## WORK REQUIRED
Rewrite every one of the rows below, replacing "instance" with "occurrence" throughout and keeping everything else the same. Leave the pictures out of your answer.

Some records:
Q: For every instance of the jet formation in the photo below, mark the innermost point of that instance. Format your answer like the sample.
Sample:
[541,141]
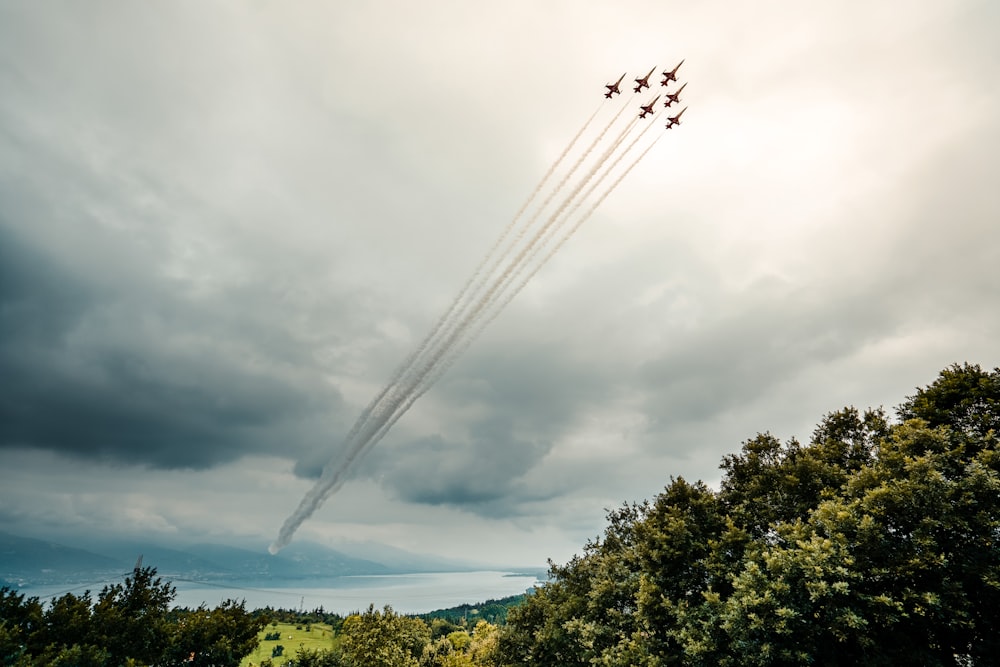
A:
[643,82]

## ANSWER FOR THE TASK
Q: For every occurrence of the jet formation in the photo below, mark the innermost point of that occurrence. Format your answer like the sample.
Sample:
[541,141]
A:
[643,82]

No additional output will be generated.